* _Exercise requirements_:
1. In the text on Chaplin's films, transcribe the portion that begins at the words "When the film" and ends after the words "City Lights (1931)".
2. Recast the paragraph of the Chaplin text that begins "As if his domestic troubles were not enough" as a short bulleted list that keeps its main facts.

----- Text section

Chaplin on the set of The Circus after a fire raged through the studio during the ninth month of shooting, destroying sets and props.

As if his domestic troubles were not enough, the film seemed fated to catastrophe of every kind. Even before shooting began, the huge circus tent which provides the principal setting for the film was destroyed by gales. After four weeks of filming, Chaplin discovered that bad film development work had made everything already shot unusable. In the ninth month of shooting, a fire raged through the studio, destroying sets and props.

When the film unit finally returned to work after the eight month legal pause, they found that Hollywood’s exploding real-estate development had, in the meantime, transformed the location scenery they’d used before completely beyond recognition. The troubles persisted to the very end. For the final scene, of The Circus moving out of town, the wagons were towed to the filming location. When the unit returned for the second day’s shooting, the whole circus train had vanished. It had been stolen by some high-spirited students who planned to use it for a marathon bonfire. This time, luckily, Chaplin was just in time to prevent the catastrophe. Somehow, from all the chaos, Chaplin conjured a film of deft comedy and admirable structure.

City Lights (1931)

City Lights proved to be the hardest and longest undertaking of Chaplin’s career. By the time it was completed he had spent two years and eight months on the work, with almost 190 days of actual shooting. The marvel is that the finished film betrays nothing of this effort and anxiety.

Even before he began City Lights, the sound film was firmly established. This new revolution was a bigger challenge to Chaplin than to other silent stars. His Tramp character was universal. His mime was understood in every part of the world. But if the Tramp now began to speak in English, that world-wide audience would instantly shrink.

Chaplin boldly solved the problem by ignoring speech, and making City Lights in the way he had always worked before, as a silent film. However he astounded the press and the public by composing the entire score for City Lights.

Chaplin with Albert Einstein and his wife at the City Lights premiere
Chaplin with Albert Einstein and his wife at the City Lights premiere

The premieres were among the most brilliant the cinema had ever seen. In Los Angeles, Chaplin’s guest was Albert Einstein; while in London, Bernard Shaw sat beside him. City Lights was a critical triumph. All Chaplin’s struggles and anxieties, it seemed, were compensated by the film which still appears as the zenith of his achievement and reputation.

Modern Times (1936)

Modern Times marked the last screen appearance of the Little Tramp - the character which had brought Charlie Chaplin world fame, and who still remains the most universally recognized fictional image of a human being in the history of art.

----------
----- Records shown

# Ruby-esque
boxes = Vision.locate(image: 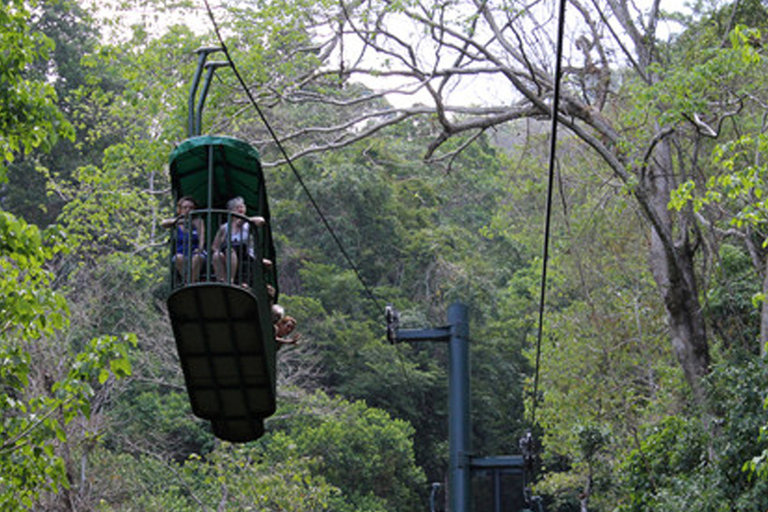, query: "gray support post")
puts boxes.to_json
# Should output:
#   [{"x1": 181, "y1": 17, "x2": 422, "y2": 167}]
[
  {"x1": 386, "y1": 302, "x2": 472, "y2": 512},
  {"x1": 448, "y1": 303, "x2": 471, "y2": 512}
]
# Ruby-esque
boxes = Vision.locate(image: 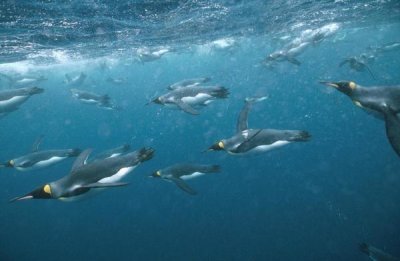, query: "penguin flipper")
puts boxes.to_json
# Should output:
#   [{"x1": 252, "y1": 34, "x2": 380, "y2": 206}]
[
  {"x1": 31, "y1": 134, "x2": 44, "y2": 152},
  {"x1": 71, "y1": 149, "x2": 92, "y2": 174},
  {"x1": 175, "y1": 100, "x2": 200, "y2": 115},
  {"x1": 235, "y1": 129, "x2": 262, "y2": 151},
  {"x1": 286, "y1": 56, "x2": 301, "y2": 66},
  {"x1": 171, "y1": 178, "x2": 197, "y2": 195},
  {"x1": 385, "y1": 111, "x2": 400, "y2": 156},
  {"x1": 81, "y1": 182, "x2": 129, "y2": 188}
]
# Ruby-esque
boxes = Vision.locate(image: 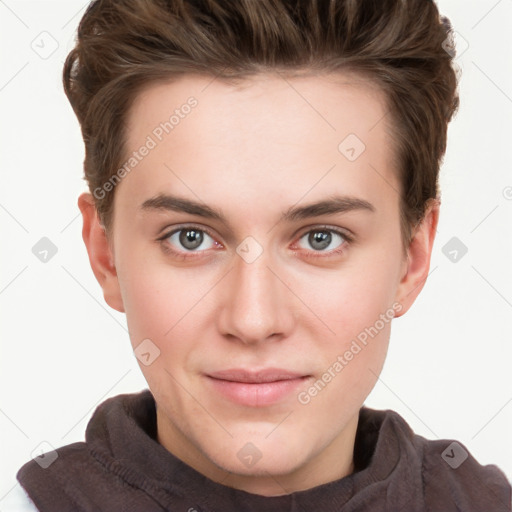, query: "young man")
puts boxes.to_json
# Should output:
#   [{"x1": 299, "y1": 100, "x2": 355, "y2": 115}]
[{"x1": 18, "y1": 0, "x2": 511, "y2": 512}]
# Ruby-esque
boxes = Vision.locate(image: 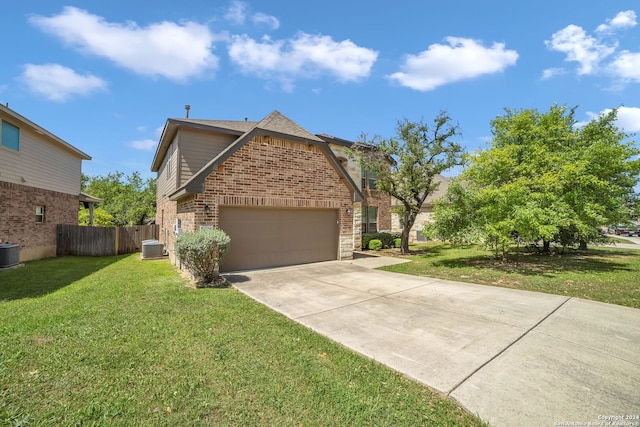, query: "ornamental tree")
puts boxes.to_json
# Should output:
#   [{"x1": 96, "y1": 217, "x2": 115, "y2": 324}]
[
  {"x1": 352, "y1": 111, "x2": 463, "y2": 254},
  {"x1": 431, "y1": 105, "x2": 640, "y2": 256}
]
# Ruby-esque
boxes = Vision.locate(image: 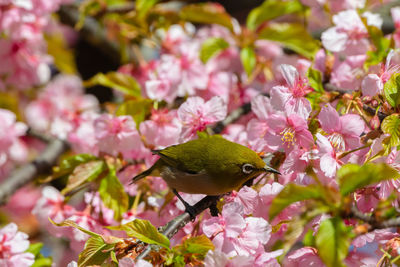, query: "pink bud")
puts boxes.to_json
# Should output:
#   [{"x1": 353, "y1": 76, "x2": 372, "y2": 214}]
[{"x1": 369, "y1": 115, "x2": 381, "y2": 130}]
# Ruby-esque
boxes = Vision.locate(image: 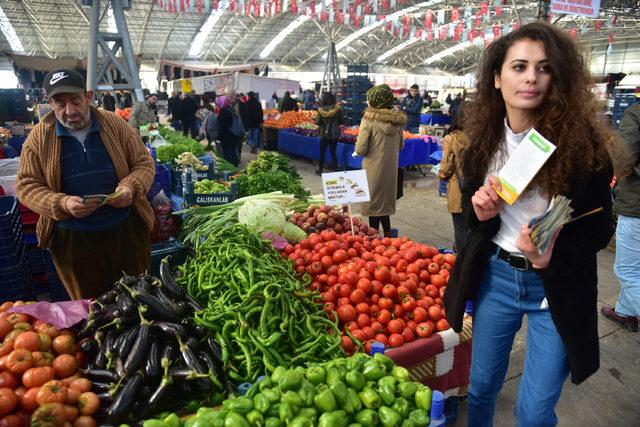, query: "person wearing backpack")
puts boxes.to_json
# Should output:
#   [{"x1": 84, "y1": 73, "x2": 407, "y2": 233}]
[{"x1": 316, "y1": 92, "x2": 344, "y2": 175}]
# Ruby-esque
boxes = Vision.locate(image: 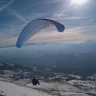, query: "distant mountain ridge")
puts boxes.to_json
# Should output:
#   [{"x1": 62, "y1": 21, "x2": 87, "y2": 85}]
[{"x1": 0, "y1": 40, "x2": 96, "y2": 71}]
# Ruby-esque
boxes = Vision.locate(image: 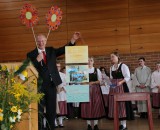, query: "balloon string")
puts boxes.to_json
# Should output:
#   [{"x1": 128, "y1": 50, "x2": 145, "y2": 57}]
[
  {"x1": 32, "y1": 27, "x2": 38, "y2": 49},
  {"x1": 47, "y1": 29, "x2": 51, "y2": 40}
]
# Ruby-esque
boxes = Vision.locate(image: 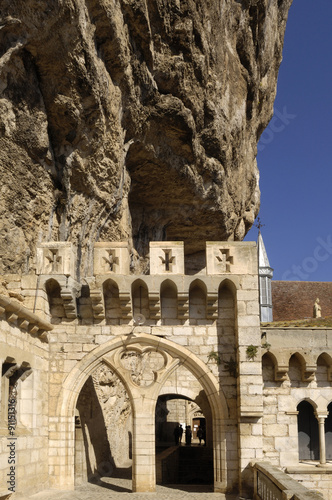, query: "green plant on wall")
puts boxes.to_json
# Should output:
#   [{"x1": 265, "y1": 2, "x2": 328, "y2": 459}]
[
  {"x1": 208, "y1": 351, "x2": 221, "y2": 365},
  {"x1": 224, "y1": 357, "x2": 237, "y2": 378},
  {"x1": 246, "y1": 344, "x2": 258, "y2": 360}
]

----------

* _Responses to the tasks_:
1.
When the film unit finally returned to work after the eight month legal pause, they found that Hollywood’s exploding real-estate development had, in the meantime, transformed the location scenery they’d used before completely beyond recognition. The troubles persisted to the very end. For the final scene, of The Circus moving out of town, the wagons were towed to the filming location. When the unit returned for the second day’s shooting, the whole circus train had vanished. It had been stolen by some high-spirited students who planned to use it for a marathon bonfire. This time, luckily, Chaplin was just in time to prevent the catastrophe. Somehow, from all the chaos, Chaplin conjured a film of deft comedy and admirable structure.

City Lights (1931)

2.
Beyond the domestic troubles, the film seemed fated to catastrophe:
- Before shooting began, gales destroyed the huge circus tent that serves as the film's principal setting.
- After four weeks of filming, bad film development work was found to have made everything already shot unusable.
- In the ninth month of shooting, a fire raged through the studio and destroyed sets and props.